Try it
A complete and exact copy of the data below is the task.

[Recorded data]
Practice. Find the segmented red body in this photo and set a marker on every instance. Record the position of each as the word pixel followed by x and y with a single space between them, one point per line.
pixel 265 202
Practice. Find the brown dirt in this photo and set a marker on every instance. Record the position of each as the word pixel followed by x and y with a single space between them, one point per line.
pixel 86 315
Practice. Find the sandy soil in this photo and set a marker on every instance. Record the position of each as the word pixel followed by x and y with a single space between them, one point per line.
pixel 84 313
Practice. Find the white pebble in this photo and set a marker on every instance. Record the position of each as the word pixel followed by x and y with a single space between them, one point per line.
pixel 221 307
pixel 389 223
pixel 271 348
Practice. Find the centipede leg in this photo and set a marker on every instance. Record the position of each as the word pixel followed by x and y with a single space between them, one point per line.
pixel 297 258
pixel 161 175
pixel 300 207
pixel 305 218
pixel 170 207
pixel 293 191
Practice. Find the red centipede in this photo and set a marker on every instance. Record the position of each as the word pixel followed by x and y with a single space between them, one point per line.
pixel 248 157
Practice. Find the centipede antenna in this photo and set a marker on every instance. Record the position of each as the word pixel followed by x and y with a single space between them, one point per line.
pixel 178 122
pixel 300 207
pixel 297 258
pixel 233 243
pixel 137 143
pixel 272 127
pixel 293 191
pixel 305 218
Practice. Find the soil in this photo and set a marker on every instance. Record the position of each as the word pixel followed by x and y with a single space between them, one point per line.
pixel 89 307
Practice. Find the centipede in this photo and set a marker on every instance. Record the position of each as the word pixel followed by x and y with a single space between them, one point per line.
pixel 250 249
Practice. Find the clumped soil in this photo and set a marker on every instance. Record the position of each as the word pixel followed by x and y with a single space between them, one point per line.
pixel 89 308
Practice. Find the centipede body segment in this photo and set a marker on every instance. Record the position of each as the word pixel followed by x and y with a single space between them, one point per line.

Response
Practice. Find the segmented red body in this photo and set a marker on every instance. Record the position of each as the word pixel followed by x and y with a single space between them, one point per line.
pixel 265 202
Practice. Find the brown dirt in this photo and set a marker on every instance. Record the position of each as the word pixel followed by x and y with a single space between them, one point per line.
pixel 86 315
Practice. Find the sandy soil in this photo and set a marker on every instance. Record the position of each as the word pixel followed by x and y with a single space between them, one point per line.
pixel 84 313
Practice. Find the white pebble in this photo and set a marker on every instance. Record the position of each as the word pixel followed by x and y with a single space between them, one point per line.
pixel 221 307
pixel 389 223
pixel 271 348
Practice. Find the centipede leg in this photo and set a marker on every instance. Record the position of each as the word pixel followed by x and y with a single space between them, one point per line.
pixel 297 258
pixel 161 175
pixel 300 207
pixel 305 218
pixel 170 207
pixel 293 191
Practice. Find the red centipede in this photo and set a marker on every instance. Record the position of each as the word pixel followed by x and y with a single space between them, one point per line.
pixel 248 157
Practice. Find the centipede antenna in this photo and set a marker on every instance. Record the position of each as the word pixel followed by x and y with a single space between them, one point per line.
pixel 178 122
pixel 300 207
pixel 297 258
pixel 233 243
pixel 137 143
pixel 272 127
pixel 293 191
pixel 305 218
Practice. Find the soil in this photo and set a marker on every instance. Record the position of each as the word pixel followed by x and y with a single space between them, one point per line.
pixel 89 307
Practice. Find the centipede in this photo and set a marker on every instance. Record the position of each as the word pixel followed by x and y with a single space between them, one point per line.
pixel 250 249
Practice. Find the clumped soil in this photo and set a marker on every instance. Record the position of each as the word pixel followed by x and y with a single space between them, one point per line.
pixel 89 308
Practice. Find the centipede body segment in this photo and set a marker on every instance. Record the position of each as the word pixel followed by x and y with a single space between them, one point per line.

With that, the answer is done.